Aim of the task: Only the lines containing "support" belong in the answer; find them in the material below.

#### Data under study ####

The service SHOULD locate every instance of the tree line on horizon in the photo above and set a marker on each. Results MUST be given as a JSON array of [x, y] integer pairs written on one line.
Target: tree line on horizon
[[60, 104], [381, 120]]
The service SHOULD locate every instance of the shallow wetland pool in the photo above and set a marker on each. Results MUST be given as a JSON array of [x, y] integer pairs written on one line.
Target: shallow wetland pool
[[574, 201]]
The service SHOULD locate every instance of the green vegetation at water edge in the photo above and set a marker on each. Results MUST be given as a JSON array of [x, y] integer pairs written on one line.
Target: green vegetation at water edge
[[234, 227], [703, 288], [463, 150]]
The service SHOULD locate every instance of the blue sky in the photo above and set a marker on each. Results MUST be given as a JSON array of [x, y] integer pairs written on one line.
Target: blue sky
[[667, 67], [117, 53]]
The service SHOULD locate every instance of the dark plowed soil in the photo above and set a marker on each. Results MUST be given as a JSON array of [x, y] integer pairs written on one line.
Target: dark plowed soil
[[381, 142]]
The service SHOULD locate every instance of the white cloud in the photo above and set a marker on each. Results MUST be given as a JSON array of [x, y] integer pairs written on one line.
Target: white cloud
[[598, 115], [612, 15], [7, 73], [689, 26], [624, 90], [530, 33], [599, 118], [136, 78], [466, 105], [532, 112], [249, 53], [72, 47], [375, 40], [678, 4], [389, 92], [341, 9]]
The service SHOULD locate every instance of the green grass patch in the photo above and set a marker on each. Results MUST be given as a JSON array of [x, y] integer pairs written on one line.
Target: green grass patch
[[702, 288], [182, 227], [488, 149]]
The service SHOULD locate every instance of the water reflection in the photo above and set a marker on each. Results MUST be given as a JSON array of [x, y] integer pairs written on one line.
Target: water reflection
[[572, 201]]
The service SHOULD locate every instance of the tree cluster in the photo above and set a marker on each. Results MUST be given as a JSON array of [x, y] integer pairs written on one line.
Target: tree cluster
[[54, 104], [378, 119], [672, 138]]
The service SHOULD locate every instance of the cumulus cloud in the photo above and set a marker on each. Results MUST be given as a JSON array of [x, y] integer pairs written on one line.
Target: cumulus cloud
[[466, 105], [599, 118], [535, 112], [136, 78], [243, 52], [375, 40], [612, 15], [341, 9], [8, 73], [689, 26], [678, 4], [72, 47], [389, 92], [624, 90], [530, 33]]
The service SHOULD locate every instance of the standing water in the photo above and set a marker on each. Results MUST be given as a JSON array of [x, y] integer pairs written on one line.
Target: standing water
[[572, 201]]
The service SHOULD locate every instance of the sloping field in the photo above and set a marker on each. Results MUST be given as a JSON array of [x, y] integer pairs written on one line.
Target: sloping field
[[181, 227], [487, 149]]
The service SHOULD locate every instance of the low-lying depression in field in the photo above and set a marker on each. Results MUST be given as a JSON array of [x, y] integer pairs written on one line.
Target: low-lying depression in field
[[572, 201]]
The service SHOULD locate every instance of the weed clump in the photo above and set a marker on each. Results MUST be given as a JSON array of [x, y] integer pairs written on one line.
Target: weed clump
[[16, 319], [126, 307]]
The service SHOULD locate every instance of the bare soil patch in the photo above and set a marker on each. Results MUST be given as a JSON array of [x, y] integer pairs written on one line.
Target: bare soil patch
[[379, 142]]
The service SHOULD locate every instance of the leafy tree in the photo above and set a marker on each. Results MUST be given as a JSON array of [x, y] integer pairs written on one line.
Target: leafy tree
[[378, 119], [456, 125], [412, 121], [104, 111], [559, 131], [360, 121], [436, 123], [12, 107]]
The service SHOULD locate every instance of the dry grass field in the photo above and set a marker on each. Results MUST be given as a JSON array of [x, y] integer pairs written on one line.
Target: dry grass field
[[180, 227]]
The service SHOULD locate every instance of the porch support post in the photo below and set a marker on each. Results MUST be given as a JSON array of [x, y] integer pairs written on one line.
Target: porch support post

####
#### Data under study ####

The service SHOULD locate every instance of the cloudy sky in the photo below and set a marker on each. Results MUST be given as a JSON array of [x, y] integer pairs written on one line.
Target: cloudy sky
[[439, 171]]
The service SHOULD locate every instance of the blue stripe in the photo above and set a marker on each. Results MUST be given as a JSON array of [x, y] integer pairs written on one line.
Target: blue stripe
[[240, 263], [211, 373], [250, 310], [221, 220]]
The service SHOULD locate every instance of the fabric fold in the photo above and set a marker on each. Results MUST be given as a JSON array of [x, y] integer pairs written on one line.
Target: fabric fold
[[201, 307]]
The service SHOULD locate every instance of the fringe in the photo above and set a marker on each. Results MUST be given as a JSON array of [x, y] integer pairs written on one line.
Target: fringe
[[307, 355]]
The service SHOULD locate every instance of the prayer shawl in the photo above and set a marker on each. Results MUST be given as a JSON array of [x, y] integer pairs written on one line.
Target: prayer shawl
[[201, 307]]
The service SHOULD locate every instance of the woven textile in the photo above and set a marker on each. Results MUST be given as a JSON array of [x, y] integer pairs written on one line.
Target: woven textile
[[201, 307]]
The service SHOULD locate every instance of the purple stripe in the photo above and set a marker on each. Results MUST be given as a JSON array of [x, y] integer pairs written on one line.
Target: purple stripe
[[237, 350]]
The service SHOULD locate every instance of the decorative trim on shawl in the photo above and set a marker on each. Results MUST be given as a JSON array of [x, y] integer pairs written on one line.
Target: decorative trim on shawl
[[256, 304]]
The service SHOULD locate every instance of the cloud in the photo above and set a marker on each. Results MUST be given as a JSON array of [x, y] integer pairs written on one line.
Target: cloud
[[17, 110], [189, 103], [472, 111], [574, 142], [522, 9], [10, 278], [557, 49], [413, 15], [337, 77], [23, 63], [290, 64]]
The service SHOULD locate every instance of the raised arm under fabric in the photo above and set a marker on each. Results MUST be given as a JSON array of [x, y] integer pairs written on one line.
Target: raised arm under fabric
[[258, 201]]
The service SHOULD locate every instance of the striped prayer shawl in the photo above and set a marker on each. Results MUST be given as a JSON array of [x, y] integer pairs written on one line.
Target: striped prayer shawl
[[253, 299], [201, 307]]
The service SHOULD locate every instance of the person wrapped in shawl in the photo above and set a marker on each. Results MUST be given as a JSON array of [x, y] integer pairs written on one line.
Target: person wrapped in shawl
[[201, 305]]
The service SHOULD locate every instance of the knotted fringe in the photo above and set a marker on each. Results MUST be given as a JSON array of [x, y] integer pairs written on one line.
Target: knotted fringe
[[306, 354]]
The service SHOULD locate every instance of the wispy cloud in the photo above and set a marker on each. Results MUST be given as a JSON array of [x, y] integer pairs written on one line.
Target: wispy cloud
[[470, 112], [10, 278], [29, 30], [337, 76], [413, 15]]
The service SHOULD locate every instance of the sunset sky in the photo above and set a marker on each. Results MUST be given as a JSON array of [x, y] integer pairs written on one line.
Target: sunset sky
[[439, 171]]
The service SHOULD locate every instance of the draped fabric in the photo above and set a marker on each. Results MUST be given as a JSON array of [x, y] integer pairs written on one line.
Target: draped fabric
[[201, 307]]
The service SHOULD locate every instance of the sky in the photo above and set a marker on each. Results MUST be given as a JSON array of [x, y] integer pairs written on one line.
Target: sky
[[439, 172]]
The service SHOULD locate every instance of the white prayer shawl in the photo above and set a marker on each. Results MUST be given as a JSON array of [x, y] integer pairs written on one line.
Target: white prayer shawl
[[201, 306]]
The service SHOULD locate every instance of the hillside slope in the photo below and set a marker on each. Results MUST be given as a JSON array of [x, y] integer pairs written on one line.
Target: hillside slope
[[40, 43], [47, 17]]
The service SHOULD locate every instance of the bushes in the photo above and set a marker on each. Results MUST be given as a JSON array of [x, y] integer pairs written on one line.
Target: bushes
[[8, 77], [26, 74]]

####
#### Data under study ####

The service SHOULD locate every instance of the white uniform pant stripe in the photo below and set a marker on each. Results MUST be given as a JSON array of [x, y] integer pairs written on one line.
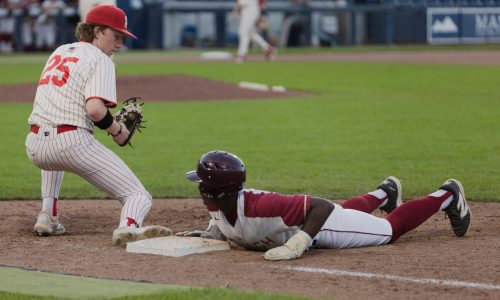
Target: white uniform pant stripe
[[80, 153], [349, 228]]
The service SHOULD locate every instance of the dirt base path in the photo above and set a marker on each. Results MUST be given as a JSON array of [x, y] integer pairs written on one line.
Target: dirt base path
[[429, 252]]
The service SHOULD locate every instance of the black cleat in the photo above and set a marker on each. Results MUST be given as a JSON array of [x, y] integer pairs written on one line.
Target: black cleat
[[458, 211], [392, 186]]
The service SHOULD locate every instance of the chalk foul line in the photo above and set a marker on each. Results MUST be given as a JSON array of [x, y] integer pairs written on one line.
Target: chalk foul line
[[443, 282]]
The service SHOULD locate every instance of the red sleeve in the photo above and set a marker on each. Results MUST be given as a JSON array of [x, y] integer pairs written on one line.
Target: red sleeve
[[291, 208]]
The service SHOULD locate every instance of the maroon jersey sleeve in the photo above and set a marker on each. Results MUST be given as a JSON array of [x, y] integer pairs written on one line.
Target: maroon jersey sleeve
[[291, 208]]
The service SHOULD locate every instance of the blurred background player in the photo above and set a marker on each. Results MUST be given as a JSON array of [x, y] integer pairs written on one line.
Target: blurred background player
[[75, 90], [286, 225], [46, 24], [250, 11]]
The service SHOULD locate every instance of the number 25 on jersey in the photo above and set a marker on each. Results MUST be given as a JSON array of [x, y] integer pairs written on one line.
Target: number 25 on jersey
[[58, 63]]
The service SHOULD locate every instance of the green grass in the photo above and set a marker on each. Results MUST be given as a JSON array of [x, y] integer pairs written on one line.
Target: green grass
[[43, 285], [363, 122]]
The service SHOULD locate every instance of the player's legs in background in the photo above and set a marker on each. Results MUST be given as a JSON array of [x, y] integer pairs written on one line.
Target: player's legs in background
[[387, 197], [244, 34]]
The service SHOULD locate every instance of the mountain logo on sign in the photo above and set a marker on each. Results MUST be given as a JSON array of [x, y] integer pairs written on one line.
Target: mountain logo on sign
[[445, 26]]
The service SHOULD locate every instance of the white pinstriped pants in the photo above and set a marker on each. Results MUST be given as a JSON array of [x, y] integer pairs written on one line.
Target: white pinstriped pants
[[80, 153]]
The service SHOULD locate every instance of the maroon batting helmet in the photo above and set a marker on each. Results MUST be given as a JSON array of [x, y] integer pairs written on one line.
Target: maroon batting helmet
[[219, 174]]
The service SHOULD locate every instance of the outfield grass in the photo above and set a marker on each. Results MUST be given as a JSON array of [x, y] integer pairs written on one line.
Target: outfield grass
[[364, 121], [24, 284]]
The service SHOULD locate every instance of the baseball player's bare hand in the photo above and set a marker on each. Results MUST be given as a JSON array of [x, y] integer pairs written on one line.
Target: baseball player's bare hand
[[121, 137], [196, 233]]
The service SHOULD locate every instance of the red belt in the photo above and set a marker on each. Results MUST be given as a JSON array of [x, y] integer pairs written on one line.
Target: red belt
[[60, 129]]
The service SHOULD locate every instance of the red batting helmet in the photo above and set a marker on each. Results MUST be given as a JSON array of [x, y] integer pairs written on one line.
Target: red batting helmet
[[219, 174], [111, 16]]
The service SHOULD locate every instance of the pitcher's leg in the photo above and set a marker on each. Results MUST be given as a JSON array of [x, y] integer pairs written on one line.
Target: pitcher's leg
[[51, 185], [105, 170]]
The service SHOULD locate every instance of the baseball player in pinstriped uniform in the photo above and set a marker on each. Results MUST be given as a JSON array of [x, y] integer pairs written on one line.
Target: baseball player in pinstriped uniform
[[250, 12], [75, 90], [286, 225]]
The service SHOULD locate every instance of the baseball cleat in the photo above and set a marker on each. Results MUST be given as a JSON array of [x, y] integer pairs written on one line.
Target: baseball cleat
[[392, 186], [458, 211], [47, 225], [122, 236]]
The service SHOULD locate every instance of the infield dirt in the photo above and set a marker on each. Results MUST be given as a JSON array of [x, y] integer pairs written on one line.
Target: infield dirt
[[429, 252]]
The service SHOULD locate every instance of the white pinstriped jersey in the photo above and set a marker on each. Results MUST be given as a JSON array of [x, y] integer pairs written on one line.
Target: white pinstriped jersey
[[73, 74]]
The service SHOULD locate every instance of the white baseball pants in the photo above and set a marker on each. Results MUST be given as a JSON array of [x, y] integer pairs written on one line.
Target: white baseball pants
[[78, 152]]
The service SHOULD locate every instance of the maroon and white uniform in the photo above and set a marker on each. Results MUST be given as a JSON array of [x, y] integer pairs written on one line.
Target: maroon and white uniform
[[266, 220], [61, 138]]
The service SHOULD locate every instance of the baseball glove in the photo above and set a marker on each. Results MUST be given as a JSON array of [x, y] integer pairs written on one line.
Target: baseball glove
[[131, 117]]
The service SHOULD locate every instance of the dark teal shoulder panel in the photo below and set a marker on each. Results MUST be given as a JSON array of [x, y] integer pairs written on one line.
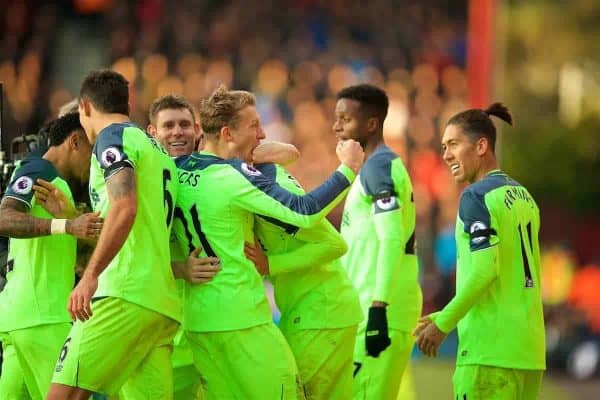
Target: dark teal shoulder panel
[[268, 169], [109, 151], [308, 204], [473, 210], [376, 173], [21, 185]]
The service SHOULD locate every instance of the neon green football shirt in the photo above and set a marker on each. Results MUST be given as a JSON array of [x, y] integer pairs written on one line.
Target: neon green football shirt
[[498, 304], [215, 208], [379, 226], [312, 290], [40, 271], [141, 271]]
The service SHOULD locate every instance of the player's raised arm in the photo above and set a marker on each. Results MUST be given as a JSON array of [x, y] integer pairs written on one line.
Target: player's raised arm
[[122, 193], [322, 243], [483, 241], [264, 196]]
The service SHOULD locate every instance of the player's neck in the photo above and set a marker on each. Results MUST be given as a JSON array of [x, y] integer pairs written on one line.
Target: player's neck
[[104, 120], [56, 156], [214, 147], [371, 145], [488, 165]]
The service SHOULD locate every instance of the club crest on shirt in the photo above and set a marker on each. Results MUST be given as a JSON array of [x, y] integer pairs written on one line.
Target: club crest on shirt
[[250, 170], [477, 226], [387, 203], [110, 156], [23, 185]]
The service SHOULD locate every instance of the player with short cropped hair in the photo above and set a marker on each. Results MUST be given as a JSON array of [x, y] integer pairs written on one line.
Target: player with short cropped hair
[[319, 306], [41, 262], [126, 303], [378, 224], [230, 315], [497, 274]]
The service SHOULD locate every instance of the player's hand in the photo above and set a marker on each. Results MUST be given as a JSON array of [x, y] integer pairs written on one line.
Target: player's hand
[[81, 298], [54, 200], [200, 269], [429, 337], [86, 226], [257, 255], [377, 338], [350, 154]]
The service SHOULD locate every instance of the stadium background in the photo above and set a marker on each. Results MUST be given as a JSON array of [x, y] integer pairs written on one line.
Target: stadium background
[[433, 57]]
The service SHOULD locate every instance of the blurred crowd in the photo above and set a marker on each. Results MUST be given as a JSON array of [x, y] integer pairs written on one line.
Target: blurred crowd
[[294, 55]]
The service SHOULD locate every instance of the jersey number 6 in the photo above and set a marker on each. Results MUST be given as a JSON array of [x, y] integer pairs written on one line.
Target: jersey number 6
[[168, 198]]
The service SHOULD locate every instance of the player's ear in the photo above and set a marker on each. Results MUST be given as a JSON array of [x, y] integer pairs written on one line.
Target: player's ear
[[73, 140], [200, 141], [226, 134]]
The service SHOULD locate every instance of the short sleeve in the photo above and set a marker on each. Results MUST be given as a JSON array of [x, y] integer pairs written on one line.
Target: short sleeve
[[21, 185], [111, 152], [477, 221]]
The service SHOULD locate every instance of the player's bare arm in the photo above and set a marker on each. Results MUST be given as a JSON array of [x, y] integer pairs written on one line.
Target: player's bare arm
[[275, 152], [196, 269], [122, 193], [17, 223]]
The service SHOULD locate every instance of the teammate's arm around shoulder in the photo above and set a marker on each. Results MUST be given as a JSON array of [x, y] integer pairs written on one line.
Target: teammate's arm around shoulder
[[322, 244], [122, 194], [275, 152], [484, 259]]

####

Written response:
The service SHOULD locate every instance of the porch support post in the photo below and set a marker on each. Results MUST be given as a JSON array of [x, y] integer pairs written on one line.
Target: porch support post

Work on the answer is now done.